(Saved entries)
====================

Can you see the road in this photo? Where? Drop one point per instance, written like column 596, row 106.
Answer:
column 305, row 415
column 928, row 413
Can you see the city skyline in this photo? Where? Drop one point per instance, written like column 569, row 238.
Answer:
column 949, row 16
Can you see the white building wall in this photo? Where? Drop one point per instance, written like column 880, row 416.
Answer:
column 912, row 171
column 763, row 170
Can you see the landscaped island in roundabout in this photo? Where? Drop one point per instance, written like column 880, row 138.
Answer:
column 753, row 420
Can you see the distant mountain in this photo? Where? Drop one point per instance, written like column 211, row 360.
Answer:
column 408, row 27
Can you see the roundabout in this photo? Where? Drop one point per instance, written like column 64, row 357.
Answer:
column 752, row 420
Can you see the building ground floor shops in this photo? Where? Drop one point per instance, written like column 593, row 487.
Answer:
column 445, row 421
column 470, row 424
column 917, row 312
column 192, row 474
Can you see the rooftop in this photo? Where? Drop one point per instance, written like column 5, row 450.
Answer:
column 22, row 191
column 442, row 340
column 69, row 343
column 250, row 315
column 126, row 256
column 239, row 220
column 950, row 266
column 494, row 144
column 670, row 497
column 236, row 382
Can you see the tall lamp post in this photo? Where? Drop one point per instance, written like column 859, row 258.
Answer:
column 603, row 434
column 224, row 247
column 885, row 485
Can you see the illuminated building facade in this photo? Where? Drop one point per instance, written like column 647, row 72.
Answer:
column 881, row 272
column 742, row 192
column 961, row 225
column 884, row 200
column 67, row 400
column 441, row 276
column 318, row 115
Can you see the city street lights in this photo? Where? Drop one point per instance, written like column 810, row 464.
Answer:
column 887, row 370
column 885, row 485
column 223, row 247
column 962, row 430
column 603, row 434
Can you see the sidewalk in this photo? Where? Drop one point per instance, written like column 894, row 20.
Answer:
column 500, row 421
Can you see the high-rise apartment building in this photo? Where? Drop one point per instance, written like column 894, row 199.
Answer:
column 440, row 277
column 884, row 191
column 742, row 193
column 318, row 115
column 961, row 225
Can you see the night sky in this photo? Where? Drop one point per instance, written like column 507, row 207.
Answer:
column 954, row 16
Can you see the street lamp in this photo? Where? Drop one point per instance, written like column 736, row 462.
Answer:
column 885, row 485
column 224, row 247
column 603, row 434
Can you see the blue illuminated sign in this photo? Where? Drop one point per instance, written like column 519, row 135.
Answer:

====================

Work item: Repeat only what lies between the first line of the data and the line containing "Can you see the city skyline", both of those lines included, exactly as it stands.

Completed task:
Can you see the road in this photo? Where? Drop one point per instance, written like column 596, row 106.
Answer:
column 305, row 415
column 928, row 413
Can you see the city skyline in this photo? Where? Drop one point per instance, written like column 569, row 238.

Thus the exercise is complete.